___ PROVIDED MATERIAL ___

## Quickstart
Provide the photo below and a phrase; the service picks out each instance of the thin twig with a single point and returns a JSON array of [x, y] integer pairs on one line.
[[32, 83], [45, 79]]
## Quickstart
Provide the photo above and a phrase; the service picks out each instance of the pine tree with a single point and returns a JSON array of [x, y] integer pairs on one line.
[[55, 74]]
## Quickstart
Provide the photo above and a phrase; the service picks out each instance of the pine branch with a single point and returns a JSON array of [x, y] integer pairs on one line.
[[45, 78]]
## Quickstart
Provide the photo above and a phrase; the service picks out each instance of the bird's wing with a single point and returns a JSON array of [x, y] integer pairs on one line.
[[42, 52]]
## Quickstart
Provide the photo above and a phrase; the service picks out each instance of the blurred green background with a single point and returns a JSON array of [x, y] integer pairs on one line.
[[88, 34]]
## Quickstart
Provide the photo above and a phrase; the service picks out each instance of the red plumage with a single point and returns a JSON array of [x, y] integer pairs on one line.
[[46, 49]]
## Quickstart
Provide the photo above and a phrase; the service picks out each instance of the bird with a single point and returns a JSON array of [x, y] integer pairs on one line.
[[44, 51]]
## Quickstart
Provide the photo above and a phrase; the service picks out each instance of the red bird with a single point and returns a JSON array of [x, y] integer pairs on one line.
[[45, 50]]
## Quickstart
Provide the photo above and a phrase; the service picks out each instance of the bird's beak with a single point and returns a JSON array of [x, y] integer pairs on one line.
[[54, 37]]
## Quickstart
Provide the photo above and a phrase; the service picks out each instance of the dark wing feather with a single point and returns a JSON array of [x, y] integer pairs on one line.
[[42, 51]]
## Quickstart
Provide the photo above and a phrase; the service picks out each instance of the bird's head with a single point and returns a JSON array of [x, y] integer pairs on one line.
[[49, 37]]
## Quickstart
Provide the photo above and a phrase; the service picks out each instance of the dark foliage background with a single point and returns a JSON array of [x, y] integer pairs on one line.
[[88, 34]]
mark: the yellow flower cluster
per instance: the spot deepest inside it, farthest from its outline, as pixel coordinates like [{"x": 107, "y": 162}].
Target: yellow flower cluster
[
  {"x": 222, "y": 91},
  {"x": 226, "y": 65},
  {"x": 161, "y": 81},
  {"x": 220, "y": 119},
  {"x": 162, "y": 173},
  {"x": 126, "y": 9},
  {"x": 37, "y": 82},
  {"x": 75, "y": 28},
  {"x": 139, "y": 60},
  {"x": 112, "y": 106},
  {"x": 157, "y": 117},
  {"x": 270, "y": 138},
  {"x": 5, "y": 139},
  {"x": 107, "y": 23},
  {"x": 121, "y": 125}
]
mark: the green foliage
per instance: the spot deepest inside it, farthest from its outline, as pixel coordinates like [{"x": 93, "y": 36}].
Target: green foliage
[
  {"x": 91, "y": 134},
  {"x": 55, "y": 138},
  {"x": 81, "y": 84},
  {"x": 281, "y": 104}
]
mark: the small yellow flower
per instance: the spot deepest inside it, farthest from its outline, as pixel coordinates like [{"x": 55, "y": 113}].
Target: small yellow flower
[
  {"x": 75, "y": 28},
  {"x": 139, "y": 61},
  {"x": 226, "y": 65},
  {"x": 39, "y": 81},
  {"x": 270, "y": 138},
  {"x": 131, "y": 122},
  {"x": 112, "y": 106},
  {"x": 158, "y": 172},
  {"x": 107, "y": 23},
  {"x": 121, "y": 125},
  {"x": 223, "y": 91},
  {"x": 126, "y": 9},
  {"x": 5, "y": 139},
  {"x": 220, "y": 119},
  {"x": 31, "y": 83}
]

___

EXERCISE DIRECTIONS
Write out exactly the final stretch of the listing above, beginning at the line that contains "mark: the yellow flower cluster" and ending at its last line, with nothing added.

PROBLEM SOLUTION
mark: the yellow flower cluster
per instance: the spot deepest inside it, farthest from its outline, as pixel coordinates like [{"x": 107, "y": 162}].
Target: yellow flower cluster
[
  {"x": 222, "y": 91},
  {"x": 226, "y": 65},
  {"x": 161, "y": 81},
  {"x": 220, "y": 119},
  {"x": 162, "y": 173},
  {"x": 126, "y": 9},
  {"x": 37, "y": 82},
  {"x": 75, "y": 28},
  {"x": 139, "y": 60},
  {"x": 112, "y": 106},
  {"x": 157, "y": 117},
  {"x": 270, "y": 138},
  {"x": 5, "y": 139},
  {"x": 107, "y": 23},
  {"x": 121, "y": 125}
]
mark: the green foliage
per instance: the spot deepest inside it, farthest from its outline, as pixel coordinates like [{"x": 93, "y": 36}].
Target: green foliage
[
  {"x": 91, "y": 134},
  {"x": 55, "y": 138},
  {"x": 81, "y": 84},
  {"x": 281, "y": 104}
]
mark: the small yellow flower
per instance: the spot deepest inside it, farthest from its outline, as pixel coordinates like [{"x": 55, "y": 113}].
Target: small yellow flower
[
  {"x": 75, "y": 28},
  {"x": 139, "y": 61},
  {"x": 226, "y": 65},
  {"x": 39, "y": 81},
  {"x": 270, "y": 138},
  {"x": 131, "y": 122},
  {"x": 112, "y": 106},
  {"x": 158, "y": 172},
  {"x": 107, "y": 23},
  {"x": 121, "y": 125},
  {"x": 223, "y": 91},
  {"x": 126, "y": 9},
  {"x": 5, "y": 139},
  {"x": 220, "y": 119},
  {"x": 31, "y": 83}
]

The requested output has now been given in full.